Ho sempre pensato che l’inizio e la chiusa di questa poesia racchiudano la vita vissuta dai gatti, anche quella che essi vivono conto terzi, cioè la nostra vita. Anche se non sono in grado di razionalizzare questo pensiero … Questi versi mi ritornano in mente ogni volta che guardo un gatto e ne osservo comportamenti ed espressioni. E la poesia di Pablo Armando mi è tornata in mente quando ieri ho pubblicato sul mio profilo FB le foto del gattone ‘in carica’ a Fonterenza, il podere che ha emozionato le nostre vite e quelle di molti che ho conosciuto. Di tutti quelli che hanno percepito l’atmosfera speciale e il magnetismo del luogo.

I gatti, che hanno abitato il podere anche più intensamente degli umani fino a intridersi dello spirito del luogo e impersonarlo, sono stati una presenza continua, con sovrapposizioni caotiche (ricordo nidiate frenetiche e invasive, oltre alle mamme gatte, come Frisby, che hanno figliato per anni, spargendo la loro prole nei boschi e nei dintorni, fino a colonizzare parzialmente il vicino paese di Sant’Angelo in Colle). Una quindicina di anni fa c’è anche stato un gatto guercio, di pelo lungo e grigio, che aveva l’abitudine di arrampicarsi addosso ai visitatori, con effusioni imbarazzanti. Poi una pattuglia di gatti ninja, battaglieri e corpulenti, che bussavano sfacciatamente alla piccola finestra che dà sul tetto a nord chiedendo cibo e minacciando ritorsioni con zampate unghiute.

[Record tratti da un dataset]
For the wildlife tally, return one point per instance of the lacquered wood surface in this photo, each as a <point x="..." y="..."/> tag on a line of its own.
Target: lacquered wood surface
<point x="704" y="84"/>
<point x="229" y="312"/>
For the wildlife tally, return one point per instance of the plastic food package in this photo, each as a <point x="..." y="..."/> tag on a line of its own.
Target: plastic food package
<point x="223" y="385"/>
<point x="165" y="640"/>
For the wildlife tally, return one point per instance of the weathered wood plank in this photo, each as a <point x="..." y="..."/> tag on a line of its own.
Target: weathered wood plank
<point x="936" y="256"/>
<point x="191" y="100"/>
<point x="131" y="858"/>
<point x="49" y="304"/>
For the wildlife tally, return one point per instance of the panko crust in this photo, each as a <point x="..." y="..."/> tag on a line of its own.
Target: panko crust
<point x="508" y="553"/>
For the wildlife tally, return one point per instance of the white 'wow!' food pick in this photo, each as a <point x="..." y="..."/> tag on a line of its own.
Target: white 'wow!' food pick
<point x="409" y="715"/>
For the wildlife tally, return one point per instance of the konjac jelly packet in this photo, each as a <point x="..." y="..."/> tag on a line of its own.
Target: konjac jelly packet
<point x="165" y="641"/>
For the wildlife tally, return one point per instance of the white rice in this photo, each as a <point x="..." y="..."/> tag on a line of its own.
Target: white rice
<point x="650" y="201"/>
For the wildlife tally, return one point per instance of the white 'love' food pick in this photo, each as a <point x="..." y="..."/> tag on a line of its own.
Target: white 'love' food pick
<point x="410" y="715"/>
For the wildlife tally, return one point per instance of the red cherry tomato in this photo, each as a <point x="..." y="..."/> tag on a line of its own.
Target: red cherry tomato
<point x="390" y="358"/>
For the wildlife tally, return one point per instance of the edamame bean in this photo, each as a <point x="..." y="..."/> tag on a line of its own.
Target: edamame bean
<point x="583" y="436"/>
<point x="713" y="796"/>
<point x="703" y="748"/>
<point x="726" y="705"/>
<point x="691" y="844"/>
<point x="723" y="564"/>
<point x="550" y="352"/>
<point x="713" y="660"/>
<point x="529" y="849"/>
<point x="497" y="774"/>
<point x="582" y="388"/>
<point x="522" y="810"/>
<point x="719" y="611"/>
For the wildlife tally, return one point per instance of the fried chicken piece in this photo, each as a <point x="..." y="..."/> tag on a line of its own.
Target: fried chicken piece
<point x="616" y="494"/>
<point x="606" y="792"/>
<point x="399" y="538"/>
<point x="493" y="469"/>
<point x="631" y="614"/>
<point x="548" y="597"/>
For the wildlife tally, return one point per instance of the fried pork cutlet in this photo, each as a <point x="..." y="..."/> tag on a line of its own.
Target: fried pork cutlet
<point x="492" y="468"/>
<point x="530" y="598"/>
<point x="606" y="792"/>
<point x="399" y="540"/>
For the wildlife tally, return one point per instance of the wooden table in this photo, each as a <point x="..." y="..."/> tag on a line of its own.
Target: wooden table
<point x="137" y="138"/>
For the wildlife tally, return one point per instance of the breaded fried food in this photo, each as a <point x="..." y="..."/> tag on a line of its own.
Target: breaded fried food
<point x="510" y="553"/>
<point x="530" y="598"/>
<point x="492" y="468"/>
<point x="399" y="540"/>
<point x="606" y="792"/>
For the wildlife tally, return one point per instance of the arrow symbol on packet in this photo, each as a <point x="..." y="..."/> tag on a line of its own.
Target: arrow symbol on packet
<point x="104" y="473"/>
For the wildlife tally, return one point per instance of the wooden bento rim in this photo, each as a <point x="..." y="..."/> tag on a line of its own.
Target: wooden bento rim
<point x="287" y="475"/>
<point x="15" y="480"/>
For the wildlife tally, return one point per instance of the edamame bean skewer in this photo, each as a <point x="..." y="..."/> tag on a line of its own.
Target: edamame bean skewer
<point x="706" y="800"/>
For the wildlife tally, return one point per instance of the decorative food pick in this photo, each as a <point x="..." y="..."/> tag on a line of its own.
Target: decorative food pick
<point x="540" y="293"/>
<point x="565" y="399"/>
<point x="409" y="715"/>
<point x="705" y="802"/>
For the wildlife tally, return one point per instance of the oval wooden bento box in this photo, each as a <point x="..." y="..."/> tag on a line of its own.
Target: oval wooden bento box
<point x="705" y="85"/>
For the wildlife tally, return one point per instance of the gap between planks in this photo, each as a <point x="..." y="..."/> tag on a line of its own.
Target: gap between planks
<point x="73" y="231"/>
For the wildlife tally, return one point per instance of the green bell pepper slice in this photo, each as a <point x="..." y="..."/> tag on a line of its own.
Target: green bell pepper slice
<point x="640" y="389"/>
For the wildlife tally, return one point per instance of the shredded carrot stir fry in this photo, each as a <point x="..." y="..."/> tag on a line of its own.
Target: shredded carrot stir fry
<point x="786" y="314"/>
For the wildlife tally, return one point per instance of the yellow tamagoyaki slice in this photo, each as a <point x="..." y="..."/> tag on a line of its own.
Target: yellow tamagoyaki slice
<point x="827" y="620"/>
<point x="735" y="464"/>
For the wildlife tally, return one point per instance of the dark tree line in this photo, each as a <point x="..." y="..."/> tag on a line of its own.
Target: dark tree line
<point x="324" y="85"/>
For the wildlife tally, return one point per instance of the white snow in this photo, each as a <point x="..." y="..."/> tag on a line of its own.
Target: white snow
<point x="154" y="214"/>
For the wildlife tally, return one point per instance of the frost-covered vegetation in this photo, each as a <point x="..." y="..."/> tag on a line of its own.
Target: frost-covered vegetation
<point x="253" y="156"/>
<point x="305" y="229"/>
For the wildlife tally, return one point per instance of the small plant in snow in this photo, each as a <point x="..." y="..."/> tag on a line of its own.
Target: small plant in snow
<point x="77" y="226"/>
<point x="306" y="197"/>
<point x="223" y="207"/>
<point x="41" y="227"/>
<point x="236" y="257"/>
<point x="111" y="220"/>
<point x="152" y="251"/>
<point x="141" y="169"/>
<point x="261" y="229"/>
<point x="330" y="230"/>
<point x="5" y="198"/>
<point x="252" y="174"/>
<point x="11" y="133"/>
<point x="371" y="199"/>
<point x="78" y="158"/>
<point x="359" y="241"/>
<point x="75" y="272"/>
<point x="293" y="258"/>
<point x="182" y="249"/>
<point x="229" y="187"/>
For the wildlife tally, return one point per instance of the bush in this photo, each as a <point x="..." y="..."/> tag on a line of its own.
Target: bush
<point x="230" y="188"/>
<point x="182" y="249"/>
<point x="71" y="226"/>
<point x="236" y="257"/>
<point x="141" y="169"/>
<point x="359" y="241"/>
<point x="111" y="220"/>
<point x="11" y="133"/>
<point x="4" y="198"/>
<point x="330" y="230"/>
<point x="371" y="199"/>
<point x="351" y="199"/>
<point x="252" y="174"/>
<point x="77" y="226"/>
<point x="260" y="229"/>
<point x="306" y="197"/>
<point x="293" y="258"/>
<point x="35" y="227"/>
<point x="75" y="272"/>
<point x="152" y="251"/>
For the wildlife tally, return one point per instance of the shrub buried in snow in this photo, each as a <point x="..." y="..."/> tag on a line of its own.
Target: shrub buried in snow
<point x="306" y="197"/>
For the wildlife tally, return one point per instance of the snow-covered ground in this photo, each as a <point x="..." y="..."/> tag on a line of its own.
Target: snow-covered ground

#### [ESERCIZI PROPOSTI]
a) Riporta dal brano sui gatti di Fonterenza il tratto da "I gatti, che hanno abitato" fino a "ritorsioni con zampate unghiute.".
b) Rispondi alle seguenti domande in base al brano sui gatti di Fonterenza.
(i) Come si chiama il podere in cui si trovava il gattone ritratto nelle foto pubblicate sul profilo FB?
(ii) Quale paese vicino è stato in parte colonizzato dalla prole delle mamme gatte?
(iii) Com'era il pelo del gatto guercio?

#### [ESERCIZI SVOLTI]
a)
I gatti, che hanno abitato il podere anche più intensamente degli umani fino a intridersi dello spirito del luogo e impersonarlo, sono stati una presenza continua, con sovrapposizioni caotiche (ricordo nidiate frenetiche e invasive, oltre alle mamme gatte, come Frisby, che hanno figliato per anni, spargendo la loro prole nei boschi e nei dintorni, fino a colonizzare parzialmente il vicino paese di Sant’Angelo in Colle). Una quindicina di anni fa c’è anche stato un gatto guercio, di pelo lungo e grigio, che aveva l’abitudine di arrampicarsi addosso ai visitatori, con effusioni imbarazzanti. Poi una pattuglia di gatti ninja, battaglieri e corpulenti, che bussavano sfacciatamente alla piccola finestra che dà sul tetto a nord chiedendo cibo e minacciando ritorsioni con zampate unghiute.

b)
(i) Fonterenza.
(ii) Sant'Angelo in Colle.
(iii) Lungo e grigio.